Source passage:

# A8V Deluxe WOL (Wake-On-Lan) not working



## Lazarus Long (Dec 24, 2004)

Hello:

I'm having a problem with the WOL (Wake-On-Lan) feature in the ASUS A8V Deluxe.

I'm replacing a small PC lab of 20 computers equipped with ASUS A7V8X and AMD Athlon 2400+ processors, with ASUS A8V Deluxe and AMD Athlon64 3000+ processors.

The system requires the WOL feature to be available since the boot process depends on it.

Individual machine configuration:
Motherboard: ASUS A8V Deluxe
Processor: AMD Athlon64 3000+
Memory: DDR400 VDATA 512M (1 DIMM)
Hard Disk: Seagate Barracuda 7200.7 80 GB
Graphic Card: XFX nVidia GeForce FX 5900 XT 128 MB
Power Supply Unit: Q-TEC 450W Dual Fan

BIOS configuration (only what was changed from default after clear of the CMOS):
Primary Master: AUTO (others disabled)
Cool N'Quiet: Enabled
SATA: Disabled, Promise: Disabled, LAN Boot ROM: Enabled,
Serial and Parallel Ports: Disabled
PnP OS: Yes
Speech Post Reporter: Disabled
Power On PCI Device: Enabled
Hit 'DEL' Message Display: Disabled
1st Boot Device: Yukon PXE, (others disabled)

This configuration was tested with BIOS versions 1008 (shipped with the motherboards), 1009 Beta 5 and 1009 Beta 6, without result.

The Boot ROM is working since if we power up the machines by hand it will take over and remote boot, what isn't working is the WOL feature of the board. The RJ-45 cables seem to be working OK (since they are the same used with the A7V8X boards and the lights came up at the Switch/Hub and at the board, even when it is powered down) so my guess is with the WOL implementation.

Can anyone help/suggest me? It was a considerable cost we had with the upgrade and now we are stuck with this tiny thing.

Any help whould be appreciated,


----------



## PROUDX (Jan 20, 2005)

*I Got Wol Working On The A8v*

i used the marvell network configration properties in windows xp. i changed a default property of enabled wol from shutdown to on. by default it is off. and i enabled wol to respond to magic packet only. i also enabled wake on pci in the bios.

works like a charm.


----------

Exercises:
a – Switch "PC lab" to "computer lab" in the stretch of the WOL thread from "# A8V Deluxe" through "Athlon64 3000+ processors.", and give that stretch back.
b – Name every component category listed under "Individual machine configuration" in the WOL thread.
Please rely only on the WOL thread.

Given information:
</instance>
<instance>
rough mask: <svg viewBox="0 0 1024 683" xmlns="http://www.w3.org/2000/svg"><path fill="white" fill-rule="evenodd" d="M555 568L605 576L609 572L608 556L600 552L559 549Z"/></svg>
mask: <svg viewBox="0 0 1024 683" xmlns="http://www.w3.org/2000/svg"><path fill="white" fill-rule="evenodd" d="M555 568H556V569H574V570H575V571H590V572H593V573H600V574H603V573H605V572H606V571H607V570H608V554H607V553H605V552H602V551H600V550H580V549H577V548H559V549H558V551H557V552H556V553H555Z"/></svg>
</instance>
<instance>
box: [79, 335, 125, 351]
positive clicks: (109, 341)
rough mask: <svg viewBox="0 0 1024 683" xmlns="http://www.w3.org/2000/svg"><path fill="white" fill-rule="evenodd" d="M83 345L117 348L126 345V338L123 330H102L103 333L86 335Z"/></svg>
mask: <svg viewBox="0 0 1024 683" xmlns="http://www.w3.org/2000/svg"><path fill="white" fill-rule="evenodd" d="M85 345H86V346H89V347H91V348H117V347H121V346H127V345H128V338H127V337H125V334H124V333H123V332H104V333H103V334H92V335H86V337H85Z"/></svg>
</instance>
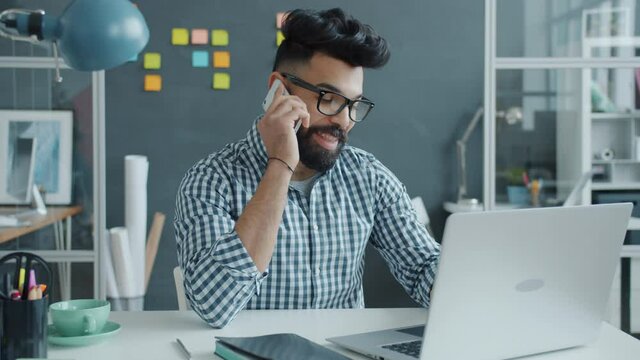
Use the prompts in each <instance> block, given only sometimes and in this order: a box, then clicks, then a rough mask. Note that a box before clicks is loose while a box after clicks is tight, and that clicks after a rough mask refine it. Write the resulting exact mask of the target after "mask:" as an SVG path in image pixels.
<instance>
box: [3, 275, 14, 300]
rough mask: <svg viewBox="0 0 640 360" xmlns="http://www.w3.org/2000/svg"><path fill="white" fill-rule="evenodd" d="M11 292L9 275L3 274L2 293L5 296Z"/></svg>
mask: <svg viewBox="0 0 640 360" xmlns="http://www.w3.org/2000/svg"><path fill="white" fill-rule="evenodd" d="M11 290H13V285H12V284H11V274H9V273H5V274H4V291H3V293H4V294H5V295H9V293H10V292H11Z"/></svg>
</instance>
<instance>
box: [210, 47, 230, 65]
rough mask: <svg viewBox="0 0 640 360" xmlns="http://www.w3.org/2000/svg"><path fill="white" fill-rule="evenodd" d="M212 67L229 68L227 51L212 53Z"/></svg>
mask: <svg viewBox="0 0 640 360" xmlns="http://www.w3.org/2000/svg"><path fill="white" fill-rule="evenodd" d="M213 67H214V68H228V67H231V54H230V53H229V52H228V51H214V52H213Z"/></svg>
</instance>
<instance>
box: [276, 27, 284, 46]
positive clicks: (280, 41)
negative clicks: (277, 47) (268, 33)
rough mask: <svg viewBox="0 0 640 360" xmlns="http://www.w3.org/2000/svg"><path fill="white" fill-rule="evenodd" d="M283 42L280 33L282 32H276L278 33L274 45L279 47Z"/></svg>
mask: <svg viewBox="0 0 640 360" xmlns="http://www.w3.org/2000/svg"><path fill="white" fill-rule="evenodd" d="M283 40H284V34H283V33H282V31H280V30H278V33H277V34H276V45H277V46H280V44H282V41H283Z"/></svg>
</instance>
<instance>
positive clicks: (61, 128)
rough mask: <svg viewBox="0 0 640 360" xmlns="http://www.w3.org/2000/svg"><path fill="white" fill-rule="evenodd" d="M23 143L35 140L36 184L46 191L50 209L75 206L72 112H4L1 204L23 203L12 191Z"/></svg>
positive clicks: (1, 187)
mask: <svg viewBox="0 0 640 360" xmlns="http://www.w3.org/2000/svg"><path fill="white" fill-rule="evenodd" d="M20 139H34V141H33V143H34V144H35V151H34V158H33V163H34V165H33V174H32V179H33V184H34V185H37V186H38V187H39V188H40V189H42V190H44V201H45V203H46V204H50V205H66V204H69V203H70V202H71V171H72V169H71V156H72V149H73V144H72V142H73V113H72V112H71V111H41V110H36V111H30V110H0V204H17V203H23V202H24V201H19V200H17V199H16V197H15V196H12V195H11V194H10V193H9V191H10V189H9V188H10V187H11V185H10V184H12V183H14V184H15V183H16V180H15V179H12V178H11V176H12V173H14V171H12V169H13V168H14V165H13V160H14V159H15V158H16V156H15V152H16V151H17V149H18V144H19V143H20Z"/></svg>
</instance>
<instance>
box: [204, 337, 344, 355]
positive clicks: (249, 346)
mask: <svg viewBox="0 0 640 360" xmlns="http://www.w3.org/2000/svg"><path fill="white" fill-rule="evenodd" d="M216 355H218V356H220V357H221V358H223V359H225V360H257V359H278V360H299V359H305V360H348V359H349V358H348V357H345V356H343V355H340V354H338V353H337V352H335V351H332V350H329V349H327V348H326V347H324V346H321V345H318V344H316V343H314V342H313V341H310V340H307V339H305V338H303V337H302V336H299V335H296V334H270V335H263V336H254V337H216Z"/></svg>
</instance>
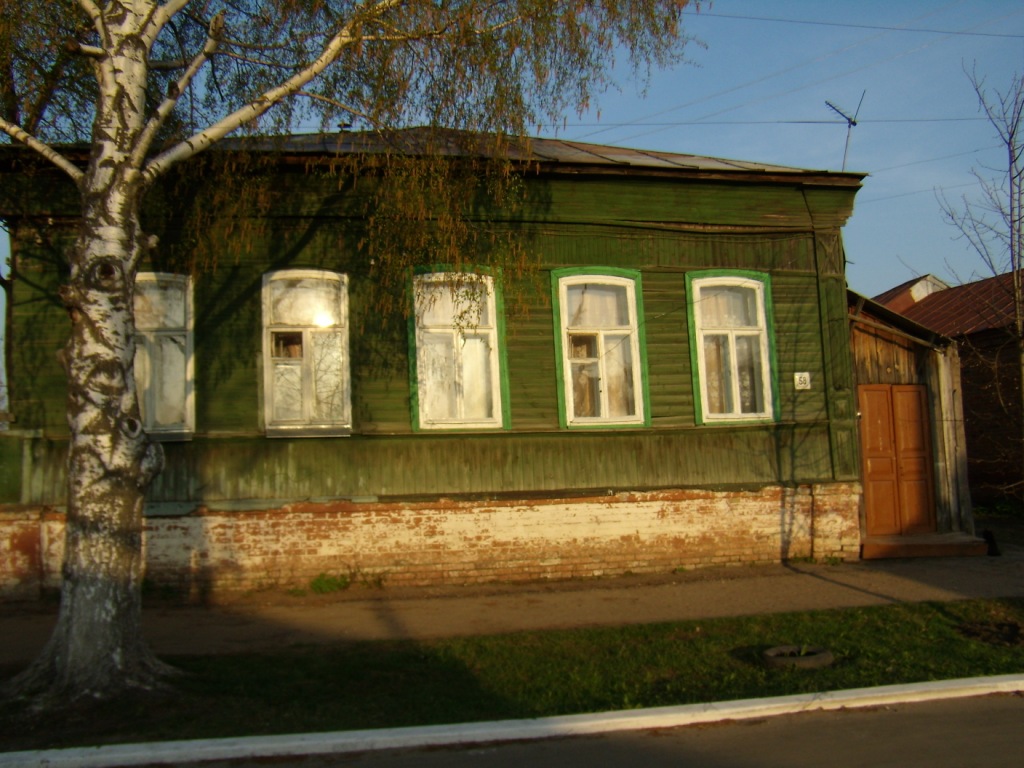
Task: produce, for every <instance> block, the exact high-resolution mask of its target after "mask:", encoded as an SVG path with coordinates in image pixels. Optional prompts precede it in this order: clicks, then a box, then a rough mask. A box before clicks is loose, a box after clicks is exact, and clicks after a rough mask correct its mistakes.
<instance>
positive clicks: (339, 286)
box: [263, 269, 351, 435]
mask: <svg viewBox="0 0 1024 768" xmlns="http://www.w3.org/2000/svg"><path fill="white" fill-rule="evenodd" d="M263 360H264V377H263V392H264V417H265V420H266V432H267V434H269V435H321V434H348V433H349V431H350V430H351V406H350V399H351V395H350V381H349V360H348V279H347V276H346V275H344V274H338V273H336V272H330V271H325V270H321V269H288V270H283V271H276V272H269V273H267V274H264V275H263Z"/></svg>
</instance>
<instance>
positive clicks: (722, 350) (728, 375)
mask: <svg viewBox="0 0 1024 768" xmlns="http://www.w3.org/2000/svg"><path fill="white" fill-rule="evenodd" d="M703 351H705V367H706V371H705V375H706V377H707V379H708V383H707V386H708V409H709V411H711V413H713V414H728V413H731V412H732V380H731V378H730V377H731V370H732V366H731V364H730V361H729V337H728V336H712V335H708V336H705V343H703Z"/></svg>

Answers provided:
a –
# A8V Deluxe WOL (Wake-On-Lan) not working



## Lazarus Long (Dec 24, 2004)

Hello:

I'm having a problem with the WOL (Wake-On-Lan) feature in the ASUS A8V Deluxe.

I'm replacing a small computer lab of 20 computers equipped with ASUS A7V8X and AMD Athlon 2400+ processors, with ASUS A8V Deluxe and AMD Athlon64 3000+ processors.

b – Motherboard, Processor, Memory, Hard Disk, Graphic Card, Power Supply Unit